> SOAL A: Ulangi kata demi kata bagian kutipan tentang munshorif dan ghoiru munshorif, yakni bentangan dari "Kedua, ketika dimasuki" hingga "manzilah baina manzilatain.".

> KUTIPAN DOKUMEN:
----------

Kedua, ketika dimasuki “al” atau mudhof ia tidak masuk kepada munshorif juga tidak ghoiru munshorif, sebagaimana disampaikan oleh Ibnu Jinni (392H):
ومن ذلك ما كان فيه اللام أو الإضافة... فهذه الأسماء كلها وما كان نحوها لا منصرفة ولا غير منصرفة
Isim yang bersambung dengan lam atau idhofah… semuanya atau yang semisal ini, tidaklah masuk munshorif tidak juga ghoiru munshorif (al-Khashaish: 357). Hal ini dikarenakan pengaruh aqidahnya mu’tazilah yang meyakini prinsip manzilah baina manzilatain.
Ketiga, ia bisa menjadi munshorif, misalnya dengan dimasuki “al” dan mudhof, sebagaimana perkataan al-Mubarrid (285H):
فلما أضيفت وأدخل عليها الألف واللام باينت الأفعال وذهب شبهها بها فرجعت إلى الإسمية الخالصة
Ketika ghoiru munshorif diidhofahkan atau diberi alif lam maka jelaslah perbedaannya dengan fi’il, maka kembalilah ia menjadi isim yang murni (munshorif) (al-Muqtadhob: 3/313)

----------

> ENTRI HASIL EKSTRAKSI:
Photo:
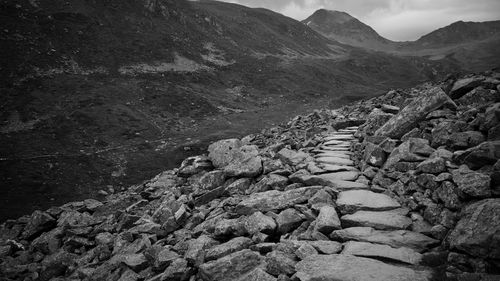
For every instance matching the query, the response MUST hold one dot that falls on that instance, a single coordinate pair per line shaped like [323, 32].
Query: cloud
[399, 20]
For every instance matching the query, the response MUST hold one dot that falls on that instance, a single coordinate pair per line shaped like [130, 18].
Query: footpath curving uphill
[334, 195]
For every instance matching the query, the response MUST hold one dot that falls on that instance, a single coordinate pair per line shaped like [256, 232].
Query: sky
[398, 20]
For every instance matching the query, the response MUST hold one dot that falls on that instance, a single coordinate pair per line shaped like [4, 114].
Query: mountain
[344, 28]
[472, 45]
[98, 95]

----------

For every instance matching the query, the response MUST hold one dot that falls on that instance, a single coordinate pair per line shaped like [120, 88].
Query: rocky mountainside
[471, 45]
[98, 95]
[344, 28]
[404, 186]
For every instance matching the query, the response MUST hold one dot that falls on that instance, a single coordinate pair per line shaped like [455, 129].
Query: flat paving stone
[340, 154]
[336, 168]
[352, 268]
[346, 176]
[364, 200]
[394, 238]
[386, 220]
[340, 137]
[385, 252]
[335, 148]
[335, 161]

----------

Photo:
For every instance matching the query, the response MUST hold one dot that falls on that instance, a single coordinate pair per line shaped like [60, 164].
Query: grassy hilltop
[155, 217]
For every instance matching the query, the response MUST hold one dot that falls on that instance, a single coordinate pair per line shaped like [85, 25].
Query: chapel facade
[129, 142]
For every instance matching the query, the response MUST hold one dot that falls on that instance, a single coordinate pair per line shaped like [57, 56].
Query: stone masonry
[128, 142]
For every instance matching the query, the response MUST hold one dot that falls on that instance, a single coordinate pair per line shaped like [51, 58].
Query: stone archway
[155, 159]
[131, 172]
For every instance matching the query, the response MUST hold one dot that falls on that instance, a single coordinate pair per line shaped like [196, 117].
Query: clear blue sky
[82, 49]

----------

> SOAL B: Kembalikan setiap baris daftar yang memuat kata "stone". Perbedaan huruf besar dan kecil diperhitungkan.

> HASIL YANG BENAR A:
Kedua, ketika dimasuki “al” atau mudhof ia tidak masuk kepada munshorif juga tidak ghoiru munshorif, sebagaimana disampaikan oleh Ibnu Jinni (392H):
ومن ذلك ما كان فيه اللام أو الإضافة... فهذه الأسماء كلها وما كان نحوها لا منصرفة ولا غير منصرفة
Isim yang bersambung dengan lam atau idhofah… semuanya atau yang semisal ini, tidaklah masuk munshorif tidak juga ghoiru munshorif (al-Khashaish: 357). Hal ini dikarenakan pengaruh aqidahnya mu’tazilah yang meyakini prinsip manzilah baina manzilatain.

> HASIL YANG BENAR B:
Query: flat paving stone
Query: stone masonry
Query: stone archway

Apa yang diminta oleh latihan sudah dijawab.